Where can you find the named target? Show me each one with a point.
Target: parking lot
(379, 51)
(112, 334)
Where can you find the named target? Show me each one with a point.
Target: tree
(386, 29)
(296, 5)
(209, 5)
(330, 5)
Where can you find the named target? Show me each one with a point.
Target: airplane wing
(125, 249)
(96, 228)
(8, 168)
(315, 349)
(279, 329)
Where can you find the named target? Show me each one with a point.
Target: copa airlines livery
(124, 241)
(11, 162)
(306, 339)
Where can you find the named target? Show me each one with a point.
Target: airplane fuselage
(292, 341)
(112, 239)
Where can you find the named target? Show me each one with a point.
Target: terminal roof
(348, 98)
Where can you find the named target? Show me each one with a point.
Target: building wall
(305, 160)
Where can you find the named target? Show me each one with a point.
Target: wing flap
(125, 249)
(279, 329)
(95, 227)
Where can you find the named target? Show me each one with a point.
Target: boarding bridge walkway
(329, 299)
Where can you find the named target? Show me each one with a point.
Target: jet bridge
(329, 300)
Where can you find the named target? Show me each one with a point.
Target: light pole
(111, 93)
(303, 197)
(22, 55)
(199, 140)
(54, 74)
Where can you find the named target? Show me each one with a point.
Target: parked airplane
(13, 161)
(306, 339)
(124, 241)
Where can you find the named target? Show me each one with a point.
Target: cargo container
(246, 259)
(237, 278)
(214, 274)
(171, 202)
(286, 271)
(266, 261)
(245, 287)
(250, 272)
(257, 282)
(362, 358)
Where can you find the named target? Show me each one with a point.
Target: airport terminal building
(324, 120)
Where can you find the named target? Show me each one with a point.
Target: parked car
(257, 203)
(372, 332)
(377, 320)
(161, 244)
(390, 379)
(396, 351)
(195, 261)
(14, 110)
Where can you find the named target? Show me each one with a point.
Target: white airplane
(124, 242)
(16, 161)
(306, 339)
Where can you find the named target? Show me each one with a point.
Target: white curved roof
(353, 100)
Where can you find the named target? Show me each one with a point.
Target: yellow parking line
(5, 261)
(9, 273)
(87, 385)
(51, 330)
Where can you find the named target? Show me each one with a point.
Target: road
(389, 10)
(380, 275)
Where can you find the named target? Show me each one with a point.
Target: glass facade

BRIEF:
I need each of the entries above printed again exactly.

RESPONSE TO THE EXERCISE:
Where can you find the named target? Show me each one with a point.
Target: parking lot
(379, 51)
(112, 334)
Where can you find the named target? Show me each one with a point.
Target: tree
(386, 29)
(296, 5)
(209, 5)
(330, 5)
Where can you find the named target? Show me each one with a point.
Target: airplane wing
(125, 249)
(96, 228)
(8, 168)
(315, 349)
(279, 329)
Where can you find the named target? Show me each one with a point.
Target: copa airlines livery
(124, 241)
(11, 162)
(306, 339)
Where can you find the named target? Show me each one with a point.
Target: airplane fuselage
(292, 341)
(112, 239)
Where can you find the named target? Show me each one with a point.
Target: terminal roof
(348, 98)
Where can you find the named target? Show me each one with a point.
Target: building wall
(305, 160)
Where can you find the named target? Show me each one with a point.
Target: wing flap
(125, 249)
(279, 329)
(95, 227)
Where can you find the named target? Show me each one with a point.
Target: boarding bridge walkway
(329, 299)
Where can you find the named target? Show me each one with a point.
Target: jet bridge
(329, 300)
Where can you find the named target? Show me each one with a point.
Target: light pole
(111, 93)
(303, 197)
(22, 55)
(199, 140)
(54, 74)
Where can you find the named target? Show me each one with a point.
Target: parked airplane
(13, 161)
(306, 339)
(124, 241)
Where can you find the named target? Show me each one with a point.
Target: cargo container
(246, 259)
(237, 278)
(214, 274)
(171, 202)
(286, 271)
(266, 261)
(245, 287)
(250, 272)
(257, 282)
(362, 358)
Where can you find the named target? Show me each one with a point.
Target: airport terminal building
(324, 120)
Where can you find the named target? Show me each one with a point.
Target: parked car
(257, 203)
(372, 332)
(377, 320)
(161, 244)
(390, 379)
(396, 351)
(195, 261)
(14, 110)
Where can you find the named target? Show me each one with a point.
Target: white airplane
(124, 242)
(16, 161)
(306, 339)
Where can you find the named target? Show me each one with a point.
Target: white curved roof
(353, 100)
Where can you find the named target? Show me each one with a point.
Target: yellow parking line
(5, 261)
(9, 273)
(87, 385)
(51, 330)
Where can you find the named target? Show me each one with a point.
Target: road
(389, 10)
(380, 275)
Where can you find the named target? Show me each one with a point.
Target: glass facade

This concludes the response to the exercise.